Actions to take.
1: Revise the stretch of the mailing-list thread on quantile sketches from "On Sun, May" through "for the same.", replacing "error bounds" with "accuracy guarantees".
2: In the mailing-list thread on quantile sketches, what does the reply say the proposed approach is a convoluted way of computing?
3: Resume the mailing-list thread on quantile sketches after its last line.

Re: [E] Re: Using Quantile sketches for additive metrics

Alexander Saydakov Mon, 23 May 2022 09:49:07 -0700

This seems to be a convoluted way of computing the sum of all values. This
is an additive metric, easy to compute exactly, no sketches needed.


On Sun, May 22, 2022 at 5:56 AM vijay rajan <vijay.sankar.ra...@gmail.com>
wrote:

> Hi folks (And Lee),
>
> I think I have found what I was looking for in quantile sketches though I
> am not able to formulate error bounds for the same.
> I should have raised a PR request but I am going to write the code here.
> The code below estimates the volume of the quantile sketche based on the
> example
> https://datasketches.apache.org/docs/Quantiles/QuantilesJavaExample.html
> <https://urldefense.com/v3/__https://datasketches.apache.org/docs/Quantiles/QuantilesJavaExample.html__;!!Op6eflyXZCqGR5I!CL-lHnjU1bAay6Rk9U0ORoIKw-HDloG81s_Kve9k0arHZpZRyLYDHO0iJGTgIHqo-4SrlYoii5ErA1X6UVOv50QOcuzs$>
> .

Coordinate annotation entries:
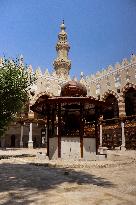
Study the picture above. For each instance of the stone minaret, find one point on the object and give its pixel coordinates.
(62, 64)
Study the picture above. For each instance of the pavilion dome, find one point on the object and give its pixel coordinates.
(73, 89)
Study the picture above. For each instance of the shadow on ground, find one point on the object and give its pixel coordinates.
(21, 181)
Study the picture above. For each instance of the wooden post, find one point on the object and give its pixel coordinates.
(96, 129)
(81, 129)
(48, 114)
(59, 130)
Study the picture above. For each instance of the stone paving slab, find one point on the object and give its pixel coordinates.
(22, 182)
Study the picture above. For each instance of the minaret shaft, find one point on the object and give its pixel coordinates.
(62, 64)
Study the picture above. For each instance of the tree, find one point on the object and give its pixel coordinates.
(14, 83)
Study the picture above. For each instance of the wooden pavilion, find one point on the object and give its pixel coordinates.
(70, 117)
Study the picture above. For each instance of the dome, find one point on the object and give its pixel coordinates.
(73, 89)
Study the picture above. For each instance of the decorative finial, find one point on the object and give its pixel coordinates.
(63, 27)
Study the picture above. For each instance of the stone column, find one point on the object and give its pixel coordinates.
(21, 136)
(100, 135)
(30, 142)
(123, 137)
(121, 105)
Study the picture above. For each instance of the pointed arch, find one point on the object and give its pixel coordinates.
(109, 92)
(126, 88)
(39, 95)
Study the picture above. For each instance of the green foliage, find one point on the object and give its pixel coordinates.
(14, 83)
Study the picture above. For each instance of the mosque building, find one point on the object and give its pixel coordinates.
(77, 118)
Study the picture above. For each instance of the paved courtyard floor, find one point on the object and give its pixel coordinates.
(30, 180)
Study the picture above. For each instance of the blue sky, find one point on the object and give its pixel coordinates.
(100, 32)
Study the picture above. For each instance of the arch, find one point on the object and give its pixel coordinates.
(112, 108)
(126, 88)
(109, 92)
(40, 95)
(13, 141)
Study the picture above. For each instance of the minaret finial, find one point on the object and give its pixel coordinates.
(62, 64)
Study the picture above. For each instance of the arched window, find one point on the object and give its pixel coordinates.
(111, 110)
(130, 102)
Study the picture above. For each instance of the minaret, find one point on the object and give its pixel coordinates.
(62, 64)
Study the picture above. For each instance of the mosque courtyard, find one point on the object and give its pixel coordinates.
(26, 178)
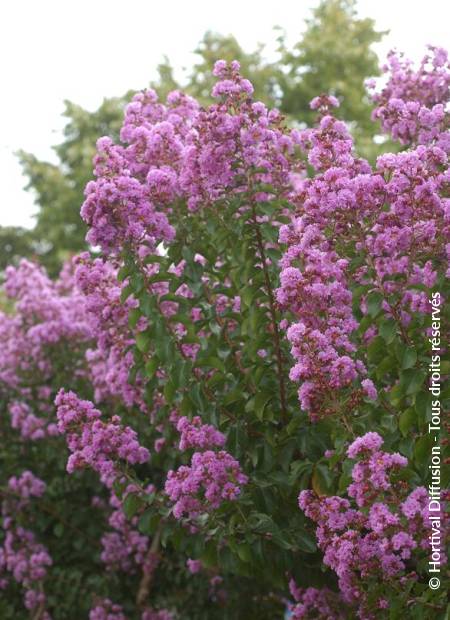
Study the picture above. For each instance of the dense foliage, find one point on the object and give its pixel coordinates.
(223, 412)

---

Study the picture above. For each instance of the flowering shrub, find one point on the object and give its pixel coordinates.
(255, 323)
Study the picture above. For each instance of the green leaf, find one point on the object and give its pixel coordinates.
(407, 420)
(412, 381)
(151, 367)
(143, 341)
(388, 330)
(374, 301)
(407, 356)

Answers to the exercises.
1:
On Sun, May 22, 2022 at 5:56 AM vijay rajan <vijay.sankar.ra...@gmail.com>
wrote:

> Hi folks (And Lee),
>
> I think I have found what I was looking for in quantile sketches though I
> am not able to formulate accuracy guarantees for the same.

2: The sum of all values.

3:
>
> The assumption is that the values put in the sketch are all greater than
> 0. It kind of works like this.
> 1. Get 100 quantiles using getQuantiles.
> 2. Get Histogram percentage numbers
> 3. The average of the boundaries of the quantiles(getMinValue and
> getMaxValue for the extremities)  will be used with getN to estimate the
> volume.
>
> Code is straightforward. I think this was what I was looking for and
> honestly I do not care if the max and min values are really extreme
> compared to the rest of the numbers as my use case is supposed to remove
> outliers.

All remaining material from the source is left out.